Point placement rows
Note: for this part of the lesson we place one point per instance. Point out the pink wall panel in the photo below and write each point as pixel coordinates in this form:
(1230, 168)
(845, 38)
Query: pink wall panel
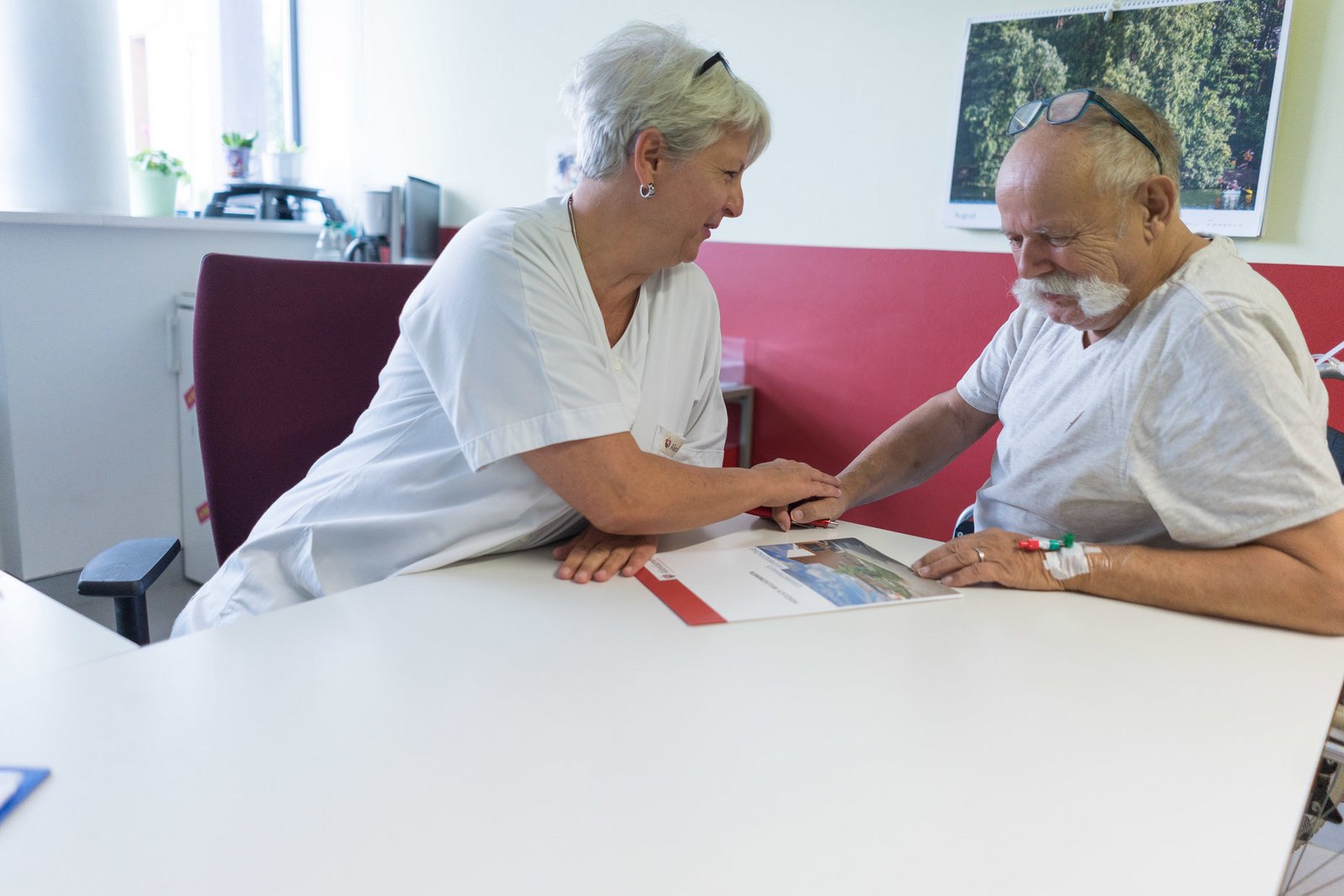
(843, 342)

Stated task - Update the rows above by replacing "pink wall panel" with "pink wall section" everywhere it appears, keeping everything else the same. Leave the pictures out of your answer.

Result of the task -
Note: for this part of the lesson we place one point per instance. Point out the pink wall section in the photo below and write each point as pixel coordinates in this form:
(1230, 168)
(845, 38)
Query: pink wall section
(843, 342)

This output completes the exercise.